[Begin Input material]

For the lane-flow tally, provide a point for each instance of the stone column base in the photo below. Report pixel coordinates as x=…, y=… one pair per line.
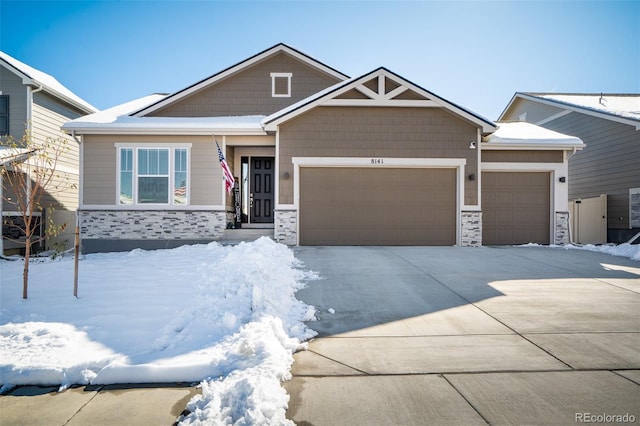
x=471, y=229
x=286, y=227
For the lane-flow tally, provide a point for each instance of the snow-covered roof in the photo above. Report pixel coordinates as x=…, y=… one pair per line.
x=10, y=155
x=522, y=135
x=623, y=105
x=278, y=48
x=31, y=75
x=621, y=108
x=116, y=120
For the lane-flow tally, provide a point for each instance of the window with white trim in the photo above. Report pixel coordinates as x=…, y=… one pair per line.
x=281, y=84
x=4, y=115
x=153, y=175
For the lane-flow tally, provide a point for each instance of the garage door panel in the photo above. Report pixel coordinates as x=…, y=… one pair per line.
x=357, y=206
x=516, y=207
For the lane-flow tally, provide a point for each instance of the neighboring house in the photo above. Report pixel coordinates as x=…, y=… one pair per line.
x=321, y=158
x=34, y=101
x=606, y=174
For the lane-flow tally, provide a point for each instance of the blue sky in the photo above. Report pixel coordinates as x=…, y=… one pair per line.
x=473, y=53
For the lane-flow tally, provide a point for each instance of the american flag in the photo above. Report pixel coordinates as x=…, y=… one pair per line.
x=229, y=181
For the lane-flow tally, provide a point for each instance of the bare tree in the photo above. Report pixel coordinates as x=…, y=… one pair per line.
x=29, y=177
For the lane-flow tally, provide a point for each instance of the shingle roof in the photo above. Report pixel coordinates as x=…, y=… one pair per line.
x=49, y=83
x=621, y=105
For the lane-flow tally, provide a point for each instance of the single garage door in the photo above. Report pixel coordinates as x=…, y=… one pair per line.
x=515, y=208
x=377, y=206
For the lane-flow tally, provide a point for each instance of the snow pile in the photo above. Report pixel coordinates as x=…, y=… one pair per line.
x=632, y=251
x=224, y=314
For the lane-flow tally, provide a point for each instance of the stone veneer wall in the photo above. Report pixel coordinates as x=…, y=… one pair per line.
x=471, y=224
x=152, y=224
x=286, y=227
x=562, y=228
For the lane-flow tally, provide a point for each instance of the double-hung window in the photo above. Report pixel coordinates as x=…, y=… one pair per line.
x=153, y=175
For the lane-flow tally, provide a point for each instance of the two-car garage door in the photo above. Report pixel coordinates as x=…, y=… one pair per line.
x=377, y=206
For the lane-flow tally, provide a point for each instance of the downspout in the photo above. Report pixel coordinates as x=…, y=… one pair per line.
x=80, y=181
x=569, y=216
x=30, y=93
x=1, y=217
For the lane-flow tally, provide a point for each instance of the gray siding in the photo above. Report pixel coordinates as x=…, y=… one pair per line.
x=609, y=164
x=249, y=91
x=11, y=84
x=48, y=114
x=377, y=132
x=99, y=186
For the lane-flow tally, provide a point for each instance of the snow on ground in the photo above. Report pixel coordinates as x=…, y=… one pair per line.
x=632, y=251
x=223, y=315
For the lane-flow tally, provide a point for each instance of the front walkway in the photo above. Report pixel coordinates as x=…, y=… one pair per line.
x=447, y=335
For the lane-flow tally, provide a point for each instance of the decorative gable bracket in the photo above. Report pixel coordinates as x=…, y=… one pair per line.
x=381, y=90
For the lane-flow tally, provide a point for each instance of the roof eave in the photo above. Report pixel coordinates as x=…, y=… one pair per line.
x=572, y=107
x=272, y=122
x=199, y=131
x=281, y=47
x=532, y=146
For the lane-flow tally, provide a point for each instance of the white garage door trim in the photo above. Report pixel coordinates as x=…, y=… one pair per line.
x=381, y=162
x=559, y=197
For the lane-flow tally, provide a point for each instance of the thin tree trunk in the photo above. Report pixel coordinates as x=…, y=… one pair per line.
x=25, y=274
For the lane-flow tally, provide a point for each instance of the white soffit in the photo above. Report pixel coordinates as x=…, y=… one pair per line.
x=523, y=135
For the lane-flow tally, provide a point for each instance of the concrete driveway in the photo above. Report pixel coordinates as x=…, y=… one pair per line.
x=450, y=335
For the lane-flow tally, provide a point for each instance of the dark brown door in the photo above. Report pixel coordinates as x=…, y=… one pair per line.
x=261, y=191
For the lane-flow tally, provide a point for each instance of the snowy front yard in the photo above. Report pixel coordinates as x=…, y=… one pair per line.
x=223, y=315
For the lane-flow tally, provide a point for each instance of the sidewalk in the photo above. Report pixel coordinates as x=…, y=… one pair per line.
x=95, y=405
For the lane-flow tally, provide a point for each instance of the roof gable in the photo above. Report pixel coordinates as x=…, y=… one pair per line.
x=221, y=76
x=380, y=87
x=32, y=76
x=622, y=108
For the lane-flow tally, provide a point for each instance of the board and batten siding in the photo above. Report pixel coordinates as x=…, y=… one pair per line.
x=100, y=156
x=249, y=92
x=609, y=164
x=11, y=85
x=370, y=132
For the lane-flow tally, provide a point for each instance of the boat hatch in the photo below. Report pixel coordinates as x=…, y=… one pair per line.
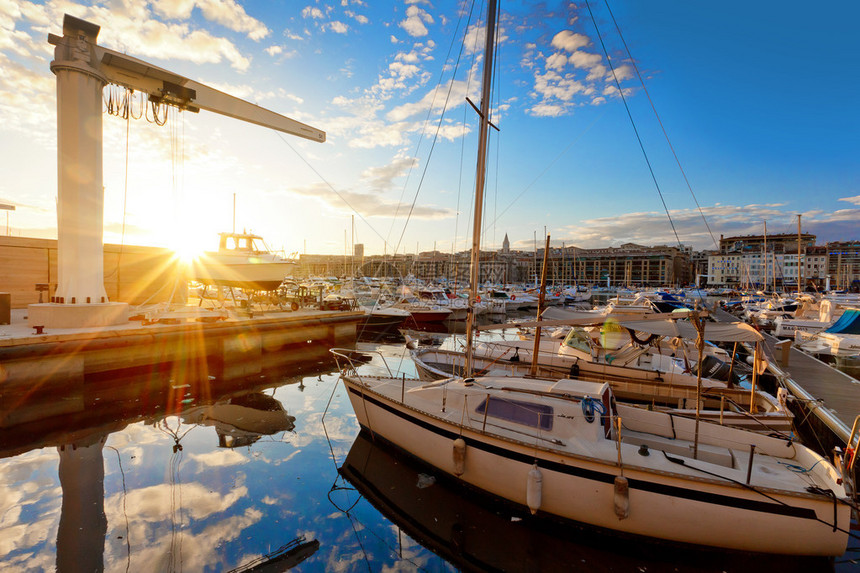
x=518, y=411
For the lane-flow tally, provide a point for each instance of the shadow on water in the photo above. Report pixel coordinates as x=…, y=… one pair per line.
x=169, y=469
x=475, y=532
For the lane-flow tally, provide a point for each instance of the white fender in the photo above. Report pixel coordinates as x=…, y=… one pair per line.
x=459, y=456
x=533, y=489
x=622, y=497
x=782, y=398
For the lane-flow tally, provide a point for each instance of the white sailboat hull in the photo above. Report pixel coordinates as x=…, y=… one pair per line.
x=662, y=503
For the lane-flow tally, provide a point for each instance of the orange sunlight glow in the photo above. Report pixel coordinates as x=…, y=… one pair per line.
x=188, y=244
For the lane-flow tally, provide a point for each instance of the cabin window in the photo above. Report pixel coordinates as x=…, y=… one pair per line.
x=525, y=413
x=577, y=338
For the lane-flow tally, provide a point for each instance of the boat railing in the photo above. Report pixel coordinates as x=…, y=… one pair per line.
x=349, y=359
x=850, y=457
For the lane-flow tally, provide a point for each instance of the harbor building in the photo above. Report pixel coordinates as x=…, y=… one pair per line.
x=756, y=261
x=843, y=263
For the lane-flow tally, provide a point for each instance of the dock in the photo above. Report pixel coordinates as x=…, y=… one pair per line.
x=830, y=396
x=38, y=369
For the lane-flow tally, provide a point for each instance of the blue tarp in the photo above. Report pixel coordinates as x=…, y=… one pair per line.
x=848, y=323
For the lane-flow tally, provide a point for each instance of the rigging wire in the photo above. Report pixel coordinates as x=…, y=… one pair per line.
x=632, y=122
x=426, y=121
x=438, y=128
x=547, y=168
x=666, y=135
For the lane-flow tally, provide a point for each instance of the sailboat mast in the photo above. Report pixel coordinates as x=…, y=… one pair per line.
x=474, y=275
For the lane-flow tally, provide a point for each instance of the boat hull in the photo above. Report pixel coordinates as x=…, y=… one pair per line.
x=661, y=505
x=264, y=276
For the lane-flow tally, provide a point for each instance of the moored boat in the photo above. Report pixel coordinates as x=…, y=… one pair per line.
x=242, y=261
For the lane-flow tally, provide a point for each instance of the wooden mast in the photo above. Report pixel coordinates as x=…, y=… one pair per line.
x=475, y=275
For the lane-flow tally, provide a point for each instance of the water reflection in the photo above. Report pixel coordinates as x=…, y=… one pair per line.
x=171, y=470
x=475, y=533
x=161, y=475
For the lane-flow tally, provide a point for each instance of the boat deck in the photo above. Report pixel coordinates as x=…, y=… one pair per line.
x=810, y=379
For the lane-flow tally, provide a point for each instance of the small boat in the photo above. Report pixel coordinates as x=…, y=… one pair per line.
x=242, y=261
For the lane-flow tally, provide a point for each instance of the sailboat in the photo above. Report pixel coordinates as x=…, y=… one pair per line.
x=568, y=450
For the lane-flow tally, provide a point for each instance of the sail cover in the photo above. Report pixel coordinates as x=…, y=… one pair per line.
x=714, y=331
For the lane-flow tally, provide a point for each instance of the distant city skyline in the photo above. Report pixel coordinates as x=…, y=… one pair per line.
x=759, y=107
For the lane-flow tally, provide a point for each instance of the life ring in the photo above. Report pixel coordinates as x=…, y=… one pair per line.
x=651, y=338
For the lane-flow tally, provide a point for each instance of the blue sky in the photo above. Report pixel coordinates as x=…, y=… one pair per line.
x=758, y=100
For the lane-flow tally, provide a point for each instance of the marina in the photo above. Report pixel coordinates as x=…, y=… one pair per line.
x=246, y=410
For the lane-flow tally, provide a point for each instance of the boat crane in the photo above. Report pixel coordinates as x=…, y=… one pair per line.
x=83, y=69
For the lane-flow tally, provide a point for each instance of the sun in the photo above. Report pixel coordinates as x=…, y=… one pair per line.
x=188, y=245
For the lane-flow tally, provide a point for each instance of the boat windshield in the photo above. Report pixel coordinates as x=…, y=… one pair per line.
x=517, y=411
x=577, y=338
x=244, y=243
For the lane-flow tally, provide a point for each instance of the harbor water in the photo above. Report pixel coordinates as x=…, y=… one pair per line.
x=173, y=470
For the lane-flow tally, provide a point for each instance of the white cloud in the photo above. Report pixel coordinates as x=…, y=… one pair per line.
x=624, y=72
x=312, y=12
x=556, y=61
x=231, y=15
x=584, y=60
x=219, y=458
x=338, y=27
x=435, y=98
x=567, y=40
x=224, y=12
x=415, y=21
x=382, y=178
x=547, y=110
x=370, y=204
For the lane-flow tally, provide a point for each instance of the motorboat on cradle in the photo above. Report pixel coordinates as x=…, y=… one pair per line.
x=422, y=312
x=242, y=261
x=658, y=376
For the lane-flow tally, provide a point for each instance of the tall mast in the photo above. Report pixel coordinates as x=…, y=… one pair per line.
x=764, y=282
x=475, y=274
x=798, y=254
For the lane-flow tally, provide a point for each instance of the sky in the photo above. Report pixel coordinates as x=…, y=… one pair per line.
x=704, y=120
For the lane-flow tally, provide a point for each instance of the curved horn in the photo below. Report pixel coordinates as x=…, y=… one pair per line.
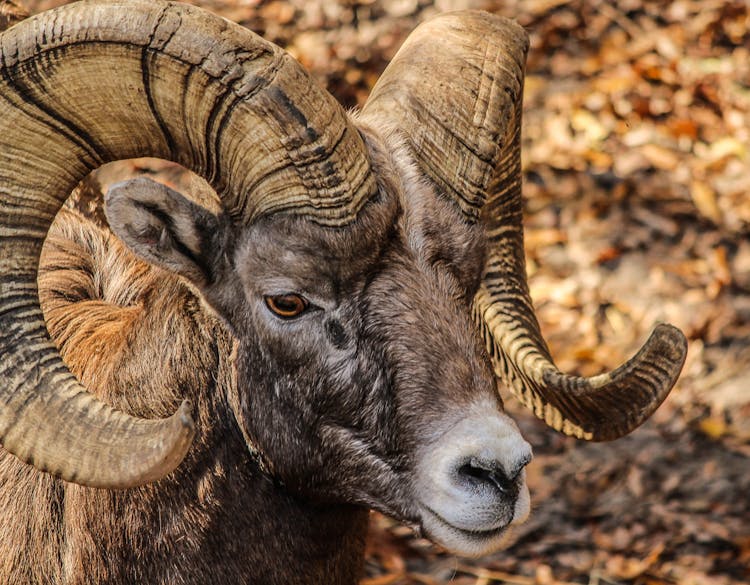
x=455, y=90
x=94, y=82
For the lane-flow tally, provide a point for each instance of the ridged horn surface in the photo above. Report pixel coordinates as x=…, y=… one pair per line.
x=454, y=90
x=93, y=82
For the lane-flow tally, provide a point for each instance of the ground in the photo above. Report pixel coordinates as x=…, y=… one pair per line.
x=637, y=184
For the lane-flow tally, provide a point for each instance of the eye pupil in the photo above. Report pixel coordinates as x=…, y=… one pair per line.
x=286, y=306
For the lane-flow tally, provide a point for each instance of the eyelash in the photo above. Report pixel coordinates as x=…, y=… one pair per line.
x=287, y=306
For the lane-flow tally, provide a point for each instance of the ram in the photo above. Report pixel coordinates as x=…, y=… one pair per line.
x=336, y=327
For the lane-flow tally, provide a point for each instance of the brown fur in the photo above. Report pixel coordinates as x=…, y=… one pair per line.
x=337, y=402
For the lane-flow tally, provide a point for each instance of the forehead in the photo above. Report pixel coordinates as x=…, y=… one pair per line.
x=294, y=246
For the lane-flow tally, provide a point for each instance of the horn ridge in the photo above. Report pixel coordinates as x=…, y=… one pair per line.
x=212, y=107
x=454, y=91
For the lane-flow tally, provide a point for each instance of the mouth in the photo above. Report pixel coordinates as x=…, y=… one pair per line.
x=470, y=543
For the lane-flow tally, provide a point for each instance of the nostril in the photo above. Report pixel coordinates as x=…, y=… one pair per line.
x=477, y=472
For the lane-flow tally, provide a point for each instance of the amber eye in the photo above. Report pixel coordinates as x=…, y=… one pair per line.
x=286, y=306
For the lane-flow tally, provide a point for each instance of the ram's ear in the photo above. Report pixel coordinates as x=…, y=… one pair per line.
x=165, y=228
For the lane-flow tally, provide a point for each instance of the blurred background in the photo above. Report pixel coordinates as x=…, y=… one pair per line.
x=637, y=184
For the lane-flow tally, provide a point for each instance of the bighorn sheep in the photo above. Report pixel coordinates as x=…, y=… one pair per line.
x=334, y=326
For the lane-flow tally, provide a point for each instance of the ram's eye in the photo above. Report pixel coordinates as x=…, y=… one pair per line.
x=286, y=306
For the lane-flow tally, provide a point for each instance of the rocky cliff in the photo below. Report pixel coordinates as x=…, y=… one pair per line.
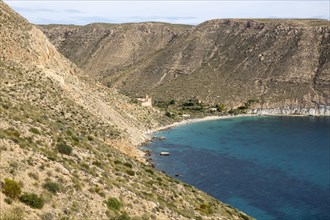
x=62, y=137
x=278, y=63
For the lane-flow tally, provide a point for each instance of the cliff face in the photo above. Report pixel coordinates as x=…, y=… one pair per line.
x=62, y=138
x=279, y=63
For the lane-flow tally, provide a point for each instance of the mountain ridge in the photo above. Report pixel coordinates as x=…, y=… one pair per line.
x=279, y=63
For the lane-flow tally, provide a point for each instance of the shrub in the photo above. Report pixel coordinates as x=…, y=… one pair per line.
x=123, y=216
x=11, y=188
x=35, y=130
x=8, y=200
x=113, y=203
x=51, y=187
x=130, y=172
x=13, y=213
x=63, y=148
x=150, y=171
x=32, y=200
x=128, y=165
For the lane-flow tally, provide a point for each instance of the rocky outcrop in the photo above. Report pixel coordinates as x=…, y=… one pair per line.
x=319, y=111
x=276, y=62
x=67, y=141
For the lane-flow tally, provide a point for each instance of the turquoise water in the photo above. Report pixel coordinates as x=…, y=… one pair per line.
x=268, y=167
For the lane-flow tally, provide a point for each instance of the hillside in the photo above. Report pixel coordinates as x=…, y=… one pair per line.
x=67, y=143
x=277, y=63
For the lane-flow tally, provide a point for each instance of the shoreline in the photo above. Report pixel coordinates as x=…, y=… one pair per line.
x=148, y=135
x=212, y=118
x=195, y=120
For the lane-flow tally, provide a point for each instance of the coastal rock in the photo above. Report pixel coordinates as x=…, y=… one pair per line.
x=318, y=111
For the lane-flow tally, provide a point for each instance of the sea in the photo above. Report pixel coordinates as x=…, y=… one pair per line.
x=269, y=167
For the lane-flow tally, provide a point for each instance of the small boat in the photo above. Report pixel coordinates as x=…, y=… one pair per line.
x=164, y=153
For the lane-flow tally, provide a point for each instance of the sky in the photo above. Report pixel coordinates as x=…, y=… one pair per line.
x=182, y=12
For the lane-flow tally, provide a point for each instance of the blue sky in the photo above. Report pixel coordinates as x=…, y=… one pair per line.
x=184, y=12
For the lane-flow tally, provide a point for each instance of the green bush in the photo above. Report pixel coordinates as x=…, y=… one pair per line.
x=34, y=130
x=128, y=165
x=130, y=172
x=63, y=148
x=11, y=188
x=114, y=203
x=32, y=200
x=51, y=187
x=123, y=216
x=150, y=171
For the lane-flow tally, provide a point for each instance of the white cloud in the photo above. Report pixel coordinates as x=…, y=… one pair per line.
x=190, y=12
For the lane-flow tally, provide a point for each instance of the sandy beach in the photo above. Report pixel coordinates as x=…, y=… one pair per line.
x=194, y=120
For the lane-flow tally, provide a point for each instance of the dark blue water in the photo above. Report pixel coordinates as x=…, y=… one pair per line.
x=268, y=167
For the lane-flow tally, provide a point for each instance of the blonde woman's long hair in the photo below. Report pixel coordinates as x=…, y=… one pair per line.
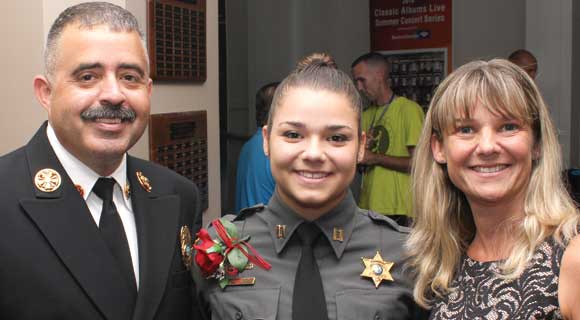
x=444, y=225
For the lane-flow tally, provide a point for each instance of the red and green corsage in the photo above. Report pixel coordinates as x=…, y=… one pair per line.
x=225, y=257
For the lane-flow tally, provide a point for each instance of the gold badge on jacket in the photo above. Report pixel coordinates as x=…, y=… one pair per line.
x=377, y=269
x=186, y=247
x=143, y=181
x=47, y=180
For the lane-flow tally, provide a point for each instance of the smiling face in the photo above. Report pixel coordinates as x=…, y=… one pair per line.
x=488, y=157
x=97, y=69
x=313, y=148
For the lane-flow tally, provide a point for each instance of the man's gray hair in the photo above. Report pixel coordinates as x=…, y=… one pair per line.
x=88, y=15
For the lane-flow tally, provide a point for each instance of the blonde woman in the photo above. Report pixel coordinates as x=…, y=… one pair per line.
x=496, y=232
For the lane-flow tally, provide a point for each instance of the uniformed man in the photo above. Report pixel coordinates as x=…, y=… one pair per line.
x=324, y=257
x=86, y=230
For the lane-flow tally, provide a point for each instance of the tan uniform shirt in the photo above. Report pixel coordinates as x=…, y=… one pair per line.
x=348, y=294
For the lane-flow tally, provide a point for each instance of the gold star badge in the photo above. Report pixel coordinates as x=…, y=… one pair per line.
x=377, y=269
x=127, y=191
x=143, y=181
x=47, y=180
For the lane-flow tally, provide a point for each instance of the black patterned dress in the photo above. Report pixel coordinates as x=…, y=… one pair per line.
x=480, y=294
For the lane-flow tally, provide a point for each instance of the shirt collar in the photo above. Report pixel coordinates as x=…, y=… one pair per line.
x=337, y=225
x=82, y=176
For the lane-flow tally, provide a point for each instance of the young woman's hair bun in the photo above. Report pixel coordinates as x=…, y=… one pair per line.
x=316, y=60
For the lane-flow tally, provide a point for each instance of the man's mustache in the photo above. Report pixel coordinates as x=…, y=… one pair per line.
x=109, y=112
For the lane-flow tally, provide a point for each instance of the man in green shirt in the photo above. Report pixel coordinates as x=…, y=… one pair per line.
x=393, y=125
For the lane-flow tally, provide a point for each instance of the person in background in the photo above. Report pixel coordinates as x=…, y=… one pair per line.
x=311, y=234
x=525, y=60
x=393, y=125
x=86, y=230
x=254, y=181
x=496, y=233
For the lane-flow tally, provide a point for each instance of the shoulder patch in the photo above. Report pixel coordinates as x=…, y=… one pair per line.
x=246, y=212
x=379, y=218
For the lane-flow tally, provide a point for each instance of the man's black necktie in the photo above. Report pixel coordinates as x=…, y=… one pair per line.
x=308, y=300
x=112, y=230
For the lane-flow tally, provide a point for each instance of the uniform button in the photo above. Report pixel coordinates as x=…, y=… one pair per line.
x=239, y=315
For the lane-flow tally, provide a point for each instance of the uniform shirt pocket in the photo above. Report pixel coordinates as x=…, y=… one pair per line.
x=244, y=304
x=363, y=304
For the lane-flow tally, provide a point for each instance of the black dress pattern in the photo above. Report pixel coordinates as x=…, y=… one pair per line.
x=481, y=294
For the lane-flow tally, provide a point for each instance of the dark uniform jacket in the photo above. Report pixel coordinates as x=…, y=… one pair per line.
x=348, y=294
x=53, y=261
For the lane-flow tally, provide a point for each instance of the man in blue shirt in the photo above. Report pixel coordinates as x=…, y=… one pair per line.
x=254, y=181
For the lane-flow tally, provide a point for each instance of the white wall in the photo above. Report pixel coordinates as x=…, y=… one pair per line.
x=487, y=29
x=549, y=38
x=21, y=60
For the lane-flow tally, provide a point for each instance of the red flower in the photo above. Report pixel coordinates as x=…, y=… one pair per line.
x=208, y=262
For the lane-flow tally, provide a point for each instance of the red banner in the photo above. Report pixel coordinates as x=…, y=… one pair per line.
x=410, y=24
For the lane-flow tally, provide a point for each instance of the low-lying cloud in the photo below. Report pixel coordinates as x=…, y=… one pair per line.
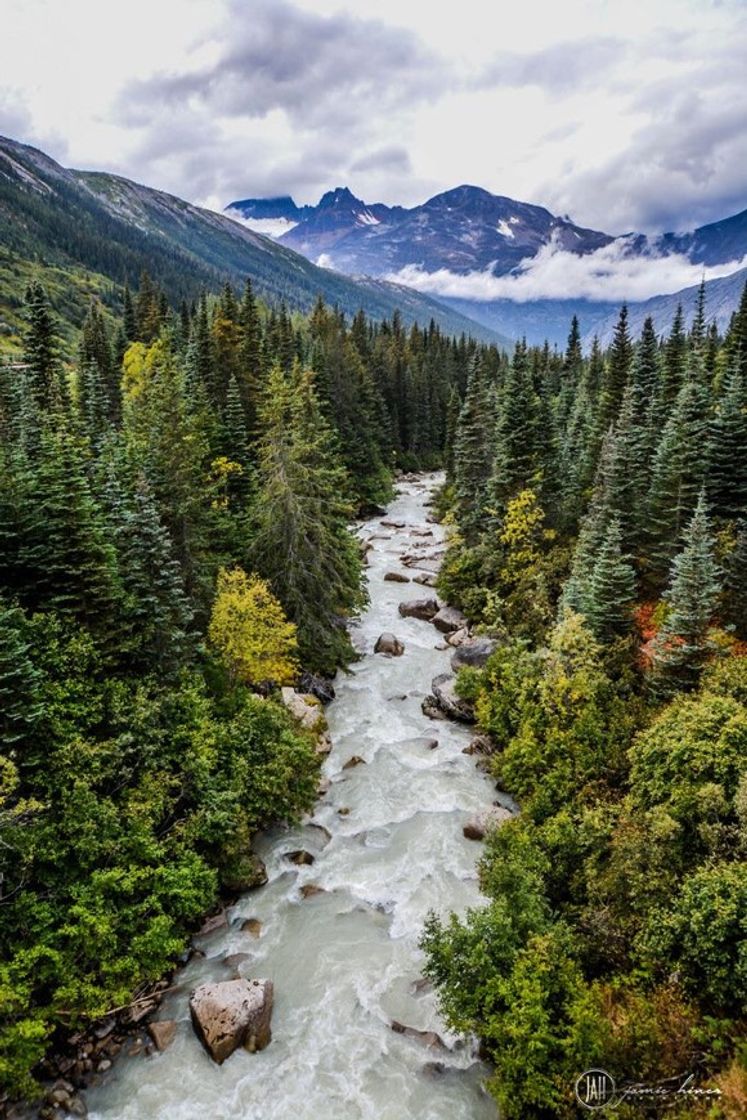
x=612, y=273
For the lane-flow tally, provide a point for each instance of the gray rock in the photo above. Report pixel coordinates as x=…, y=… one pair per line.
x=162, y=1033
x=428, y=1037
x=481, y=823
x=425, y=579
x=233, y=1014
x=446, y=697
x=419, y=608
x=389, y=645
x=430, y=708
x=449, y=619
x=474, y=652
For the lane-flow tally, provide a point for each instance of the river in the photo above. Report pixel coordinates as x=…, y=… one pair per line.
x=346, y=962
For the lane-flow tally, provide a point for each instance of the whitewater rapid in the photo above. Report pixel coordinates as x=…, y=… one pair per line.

[End Input material]

## Task instructions
In the rows that open with the line containing "of the two-car" and close with the line containing "x=99, y=186", swap "downspout" for "drainpipe" and give those lines again with nothing else changed.

## Solution to this exercise
For the lane-flow tally, provide a point for each instance of the two-car garage door in the photo above. Report pixel coordinates as x=…, y=… one pair per line.
x=377, y=206
For the lane-flow tally, provide a point for each instance of the drainpipe in the photo above. Report pixel coordinates as x=…, y=… one pair per line.
x=80, y=181
x=569, y=216
x=30, y=93
x=1, y=217
For the lane-flow tally, provide a point for each instance of the gray siding in the photo above. Report pixel coordinates as x=…, y=… one pair per line.
x=609, y=164
x=249, y=91
x=11, y=84
x=48, y=114
x=377, y=132
x=99, y=186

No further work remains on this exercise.